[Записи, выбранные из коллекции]

▶

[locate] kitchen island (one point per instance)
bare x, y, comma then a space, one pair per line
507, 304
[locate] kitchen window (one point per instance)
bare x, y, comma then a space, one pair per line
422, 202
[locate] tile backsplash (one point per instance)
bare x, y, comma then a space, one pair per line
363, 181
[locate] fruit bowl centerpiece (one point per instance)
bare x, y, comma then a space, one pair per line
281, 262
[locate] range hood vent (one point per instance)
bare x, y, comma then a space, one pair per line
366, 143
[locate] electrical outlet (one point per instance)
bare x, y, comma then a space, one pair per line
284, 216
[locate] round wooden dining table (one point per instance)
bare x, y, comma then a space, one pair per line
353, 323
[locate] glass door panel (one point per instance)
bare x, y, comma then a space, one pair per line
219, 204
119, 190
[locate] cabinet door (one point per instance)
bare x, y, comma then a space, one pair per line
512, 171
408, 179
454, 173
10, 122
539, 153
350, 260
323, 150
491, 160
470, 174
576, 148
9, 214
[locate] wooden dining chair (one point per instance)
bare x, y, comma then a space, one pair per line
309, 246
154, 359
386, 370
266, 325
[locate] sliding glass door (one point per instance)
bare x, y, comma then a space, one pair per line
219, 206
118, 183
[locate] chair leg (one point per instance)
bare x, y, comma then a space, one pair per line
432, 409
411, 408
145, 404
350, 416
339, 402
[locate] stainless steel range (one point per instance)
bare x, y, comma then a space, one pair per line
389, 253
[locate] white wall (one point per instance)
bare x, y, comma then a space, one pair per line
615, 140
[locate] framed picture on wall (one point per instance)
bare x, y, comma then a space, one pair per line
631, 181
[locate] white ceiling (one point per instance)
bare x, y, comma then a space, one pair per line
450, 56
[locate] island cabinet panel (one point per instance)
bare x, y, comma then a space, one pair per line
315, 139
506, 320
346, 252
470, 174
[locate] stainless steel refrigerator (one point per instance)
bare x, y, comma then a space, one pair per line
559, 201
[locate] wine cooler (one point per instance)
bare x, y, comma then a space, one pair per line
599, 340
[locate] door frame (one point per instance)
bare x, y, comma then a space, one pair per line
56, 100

◀

→ Суть задания
Перепечатайте без изменений фрагмент материала от строки, содержащей «[locate] white wall (one point per instance)», до самого конца материала, включая обе границы.

→ Итоговый результат
[locate] white wall (one point per instance)
bare x, y, comma then a space, one pair per line
615, 140
[locate] framed picture on wall (one point per instance)
bare x, y, comma then a space, one pair per line
631, 181
[locate] white ceiling (one point per instance)
bare x, y, comma then a space, one pair per line
450, 56
[locate] island cabinet panel (one point per instance)
bare x, y, comma then a space, one pair per line
315, 139
506, 320
346, 252
470, 174
[locate] stainless steel refrigerator (one point per instance)
bare x, y, comma then a space, one pair per line
559, 201
[locate] wine cooler (one point per instance)
bare x, y, comma then a space, one pair per line
599, 340
[locate] door frame (one point per instance)
bare x, y, comma then a space, one pair per line
56, 100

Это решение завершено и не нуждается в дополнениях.